Selected text -
Afaf Nassar Khalifa, 61, was serving a sentence that had been reduced from 10 years to three for the 2001 abduction of Adam Shannon, now 7 years old.
But during her parole hearing last month, the judge reduced Khalifa's three years to 18 months, saying the crime she'd committed was nonviolent and victimless because it was kidnapping by a relative.
The child's American father, Maryland resident Michael Shannon, had full custody of Adam when Khalifa and her daughter, Shannon's ex-wife Nermeen Shannon, took the boy and his younger brother Jason, now 3, in August 2001.
"I'm not happy with it," Mr. Shannon, 43, said of the decision to release and deport his former mother-in-law. "It's frustrating. I just keep moving forward."
Khalifa was picked up at the Maryland Correctional Institute for Women (search) at 10 a.m. Thursday by two immigration officials, the prison told Mr. Shannon. She was to be taken to the airport, where she was to board a plane to Cairo.
Reached by phone on Wednesday, her attorney, William C. Brennan, declined to comment on the latest developments.
At the time of the kidnapping, Mr. Shannon, a computer programmer who lives in Millersville, Md., had custody of Adam, and Mrs. Shannon, 35, had custody of Jason. The children, then 5 and 1, were with their mother for a week-long unsupervised stay while their grandmother visited from Egypt, but during the visit, the women flew with the boys from New York to Cairo.
Mrs. Shannon has remained in Egypt since taking the boys, but Khalifa was arrested when she made a return trip to the states after the kidnapping. Court papers show the mother lost custody of both boys during the divorce proceedings because of child abuse charges and allegations of problems with alcohol.

Recorded data -
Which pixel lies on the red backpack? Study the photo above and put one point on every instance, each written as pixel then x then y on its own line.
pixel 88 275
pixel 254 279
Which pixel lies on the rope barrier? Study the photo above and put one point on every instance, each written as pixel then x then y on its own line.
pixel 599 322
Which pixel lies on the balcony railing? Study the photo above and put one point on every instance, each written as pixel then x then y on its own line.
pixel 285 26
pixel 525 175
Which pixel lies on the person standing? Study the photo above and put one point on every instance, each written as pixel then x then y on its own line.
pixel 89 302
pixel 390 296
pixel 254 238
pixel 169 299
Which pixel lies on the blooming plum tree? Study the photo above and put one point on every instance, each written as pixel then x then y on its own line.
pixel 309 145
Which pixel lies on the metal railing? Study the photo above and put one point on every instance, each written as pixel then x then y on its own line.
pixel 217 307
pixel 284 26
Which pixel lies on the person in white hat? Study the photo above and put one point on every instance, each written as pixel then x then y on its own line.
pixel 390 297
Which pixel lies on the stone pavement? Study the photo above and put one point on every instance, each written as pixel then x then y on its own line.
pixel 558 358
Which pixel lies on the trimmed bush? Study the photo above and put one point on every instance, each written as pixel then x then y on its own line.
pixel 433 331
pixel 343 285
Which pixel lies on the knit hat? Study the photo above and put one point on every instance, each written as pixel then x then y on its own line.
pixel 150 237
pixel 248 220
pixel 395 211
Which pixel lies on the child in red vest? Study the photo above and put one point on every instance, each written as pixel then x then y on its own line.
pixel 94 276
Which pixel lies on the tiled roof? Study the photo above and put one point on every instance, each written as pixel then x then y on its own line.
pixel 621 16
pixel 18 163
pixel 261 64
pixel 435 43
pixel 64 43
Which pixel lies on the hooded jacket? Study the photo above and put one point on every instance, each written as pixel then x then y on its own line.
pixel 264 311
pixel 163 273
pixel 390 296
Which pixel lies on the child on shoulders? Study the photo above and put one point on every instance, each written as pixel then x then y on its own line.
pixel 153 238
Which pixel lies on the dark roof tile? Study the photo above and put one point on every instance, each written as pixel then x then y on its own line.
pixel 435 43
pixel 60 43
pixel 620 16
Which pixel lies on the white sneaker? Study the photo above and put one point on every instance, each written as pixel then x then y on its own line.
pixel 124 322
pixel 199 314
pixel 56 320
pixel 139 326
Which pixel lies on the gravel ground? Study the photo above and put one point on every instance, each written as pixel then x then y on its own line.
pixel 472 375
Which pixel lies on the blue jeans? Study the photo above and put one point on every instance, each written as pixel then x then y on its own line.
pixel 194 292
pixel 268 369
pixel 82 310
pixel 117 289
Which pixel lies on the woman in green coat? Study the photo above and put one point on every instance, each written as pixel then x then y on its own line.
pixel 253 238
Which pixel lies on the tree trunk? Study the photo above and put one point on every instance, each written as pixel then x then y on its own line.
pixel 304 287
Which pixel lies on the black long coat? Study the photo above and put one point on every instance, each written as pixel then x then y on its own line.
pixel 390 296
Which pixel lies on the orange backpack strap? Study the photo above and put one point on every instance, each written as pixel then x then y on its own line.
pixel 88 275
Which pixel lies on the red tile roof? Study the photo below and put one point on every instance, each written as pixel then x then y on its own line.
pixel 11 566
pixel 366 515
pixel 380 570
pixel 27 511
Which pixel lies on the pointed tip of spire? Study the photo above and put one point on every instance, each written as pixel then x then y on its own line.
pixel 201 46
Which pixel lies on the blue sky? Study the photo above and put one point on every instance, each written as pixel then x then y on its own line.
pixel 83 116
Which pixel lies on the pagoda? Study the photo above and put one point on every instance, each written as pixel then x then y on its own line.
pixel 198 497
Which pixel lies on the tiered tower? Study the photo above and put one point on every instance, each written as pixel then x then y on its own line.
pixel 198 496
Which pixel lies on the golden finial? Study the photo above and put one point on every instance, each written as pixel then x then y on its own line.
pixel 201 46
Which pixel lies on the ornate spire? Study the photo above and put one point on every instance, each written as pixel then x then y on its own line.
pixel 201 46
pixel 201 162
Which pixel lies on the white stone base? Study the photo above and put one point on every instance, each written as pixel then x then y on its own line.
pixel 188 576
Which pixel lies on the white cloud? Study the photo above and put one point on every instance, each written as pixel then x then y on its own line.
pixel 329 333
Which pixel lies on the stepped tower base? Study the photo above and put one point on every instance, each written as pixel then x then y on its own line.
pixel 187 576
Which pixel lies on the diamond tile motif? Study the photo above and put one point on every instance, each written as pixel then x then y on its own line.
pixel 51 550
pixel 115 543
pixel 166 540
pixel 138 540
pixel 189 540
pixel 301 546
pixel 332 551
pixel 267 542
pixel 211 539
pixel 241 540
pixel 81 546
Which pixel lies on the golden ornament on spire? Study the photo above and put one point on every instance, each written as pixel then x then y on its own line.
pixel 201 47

==

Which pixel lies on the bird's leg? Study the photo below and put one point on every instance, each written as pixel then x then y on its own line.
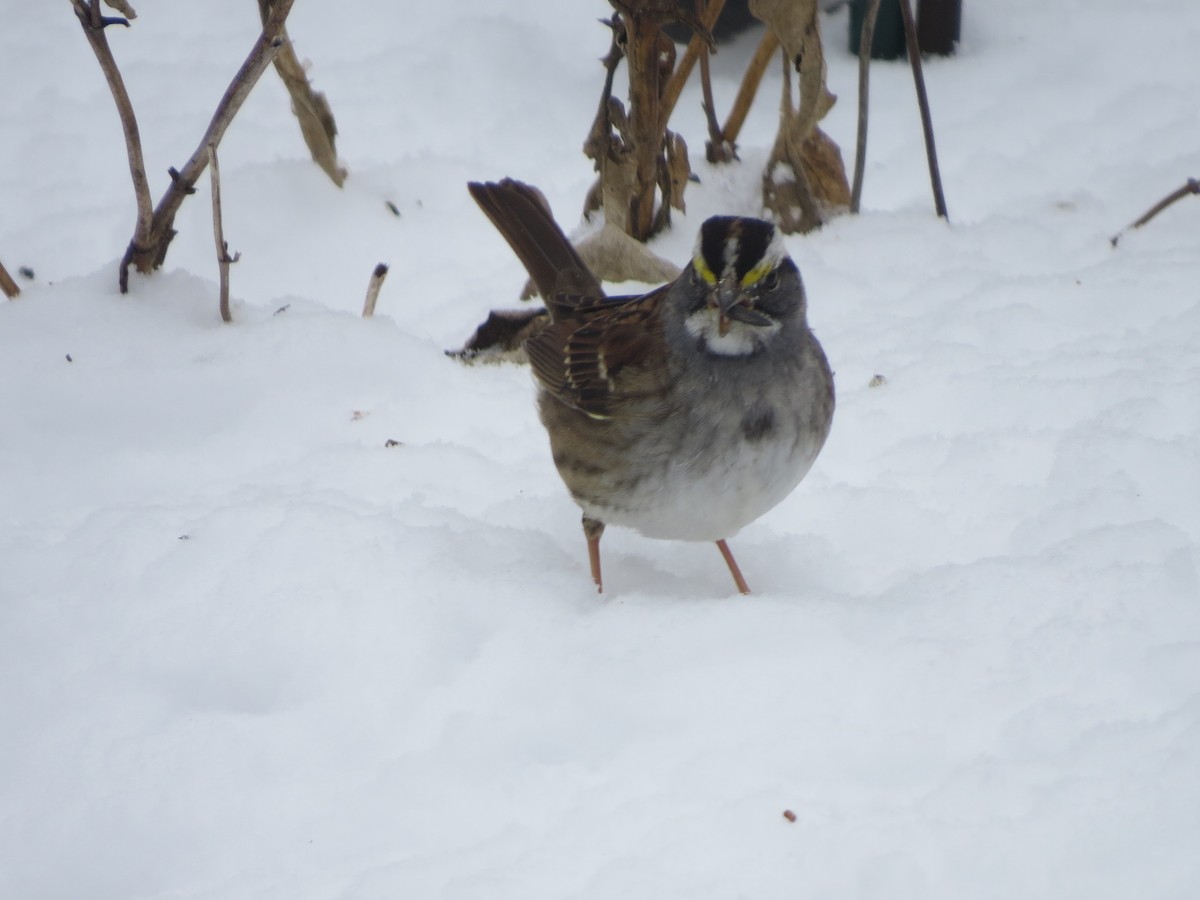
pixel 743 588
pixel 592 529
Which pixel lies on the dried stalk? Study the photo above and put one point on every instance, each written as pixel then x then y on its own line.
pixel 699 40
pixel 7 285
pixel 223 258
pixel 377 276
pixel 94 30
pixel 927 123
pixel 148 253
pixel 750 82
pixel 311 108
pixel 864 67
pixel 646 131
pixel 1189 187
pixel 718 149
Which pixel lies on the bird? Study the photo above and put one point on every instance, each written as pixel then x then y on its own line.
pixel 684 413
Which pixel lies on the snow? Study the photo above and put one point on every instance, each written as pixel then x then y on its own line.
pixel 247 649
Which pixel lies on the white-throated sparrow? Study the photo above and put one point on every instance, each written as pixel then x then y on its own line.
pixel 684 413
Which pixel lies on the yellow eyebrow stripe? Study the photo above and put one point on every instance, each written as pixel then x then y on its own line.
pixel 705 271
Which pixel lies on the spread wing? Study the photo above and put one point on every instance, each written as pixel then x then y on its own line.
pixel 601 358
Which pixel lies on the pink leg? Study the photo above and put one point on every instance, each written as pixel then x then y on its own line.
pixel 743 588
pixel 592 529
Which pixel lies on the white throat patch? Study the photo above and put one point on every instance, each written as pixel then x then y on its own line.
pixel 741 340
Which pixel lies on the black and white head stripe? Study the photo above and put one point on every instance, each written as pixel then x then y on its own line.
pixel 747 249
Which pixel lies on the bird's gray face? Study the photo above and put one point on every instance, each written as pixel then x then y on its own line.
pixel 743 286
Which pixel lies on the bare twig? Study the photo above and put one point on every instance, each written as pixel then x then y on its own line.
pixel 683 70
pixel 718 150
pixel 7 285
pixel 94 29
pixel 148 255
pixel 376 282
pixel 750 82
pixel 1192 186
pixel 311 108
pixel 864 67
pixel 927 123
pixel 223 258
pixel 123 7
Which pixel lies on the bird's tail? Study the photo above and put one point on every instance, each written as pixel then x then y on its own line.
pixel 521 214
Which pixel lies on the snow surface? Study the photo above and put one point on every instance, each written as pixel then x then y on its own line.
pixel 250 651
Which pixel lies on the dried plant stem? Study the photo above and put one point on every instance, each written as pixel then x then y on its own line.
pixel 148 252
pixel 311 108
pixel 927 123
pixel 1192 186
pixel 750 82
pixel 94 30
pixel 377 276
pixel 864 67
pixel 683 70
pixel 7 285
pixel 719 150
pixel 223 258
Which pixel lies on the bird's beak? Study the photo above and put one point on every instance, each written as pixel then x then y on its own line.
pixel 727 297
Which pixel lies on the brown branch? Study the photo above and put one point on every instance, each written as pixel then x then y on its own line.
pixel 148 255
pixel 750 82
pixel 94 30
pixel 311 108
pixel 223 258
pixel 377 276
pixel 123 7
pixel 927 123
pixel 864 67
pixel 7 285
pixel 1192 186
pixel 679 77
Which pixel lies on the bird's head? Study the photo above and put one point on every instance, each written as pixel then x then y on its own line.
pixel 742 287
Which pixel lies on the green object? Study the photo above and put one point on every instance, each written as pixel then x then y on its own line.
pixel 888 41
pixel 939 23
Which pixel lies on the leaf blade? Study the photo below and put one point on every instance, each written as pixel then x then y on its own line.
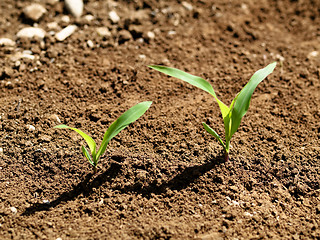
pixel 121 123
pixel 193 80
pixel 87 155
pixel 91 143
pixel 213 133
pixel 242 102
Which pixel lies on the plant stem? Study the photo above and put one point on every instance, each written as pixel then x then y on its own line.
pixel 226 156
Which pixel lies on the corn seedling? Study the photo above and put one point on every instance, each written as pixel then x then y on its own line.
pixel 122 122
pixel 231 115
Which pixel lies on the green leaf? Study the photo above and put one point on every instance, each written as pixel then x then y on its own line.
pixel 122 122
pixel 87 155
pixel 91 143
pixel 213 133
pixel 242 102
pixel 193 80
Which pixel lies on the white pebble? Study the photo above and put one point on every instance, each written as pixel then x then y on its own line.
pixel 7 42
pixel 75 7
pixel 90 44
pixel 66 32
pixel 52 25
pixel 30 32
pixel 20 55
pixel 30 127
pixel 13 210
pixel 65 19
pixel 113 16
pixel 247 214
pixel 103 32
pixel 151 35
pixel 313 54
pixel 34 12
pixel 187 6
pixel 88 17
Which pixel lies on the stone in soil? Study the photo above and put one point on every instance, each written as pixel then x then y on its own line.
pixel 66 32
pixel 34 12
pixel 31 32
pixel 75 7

Written task A -
Summarize the article about Khalifa's release in two sentences.
Written task B -
According to the article about Khalifa's release, what is Michael Shannon's job?
Written task C -
Write out the part of the article about Khalifa's release from "Mrs. Shannon has" to "problems with alcohol.".

Correct result A -
Afaf Nassar Khalifa, 61, was serving time for the 2001 abduction of her grandson Adam Shannon. At her parole hearing her sentence was cut to 18 months, and immigration officials picked her up to fly her to Cairo, a decision that Adam's father, Michael Shannon, said he was not happy with.

Correct result B -
He is a computer programmer.

Correct result C -
Mrs. Shannon has remained in Egypt since taking the boys, but Khalifa was arrested when she made a return trip to the states after the kidnapping. Court papers show the mother lost custody of both boys during the divorce proceedings because of child abuse charges and allegations of problems with alcohol.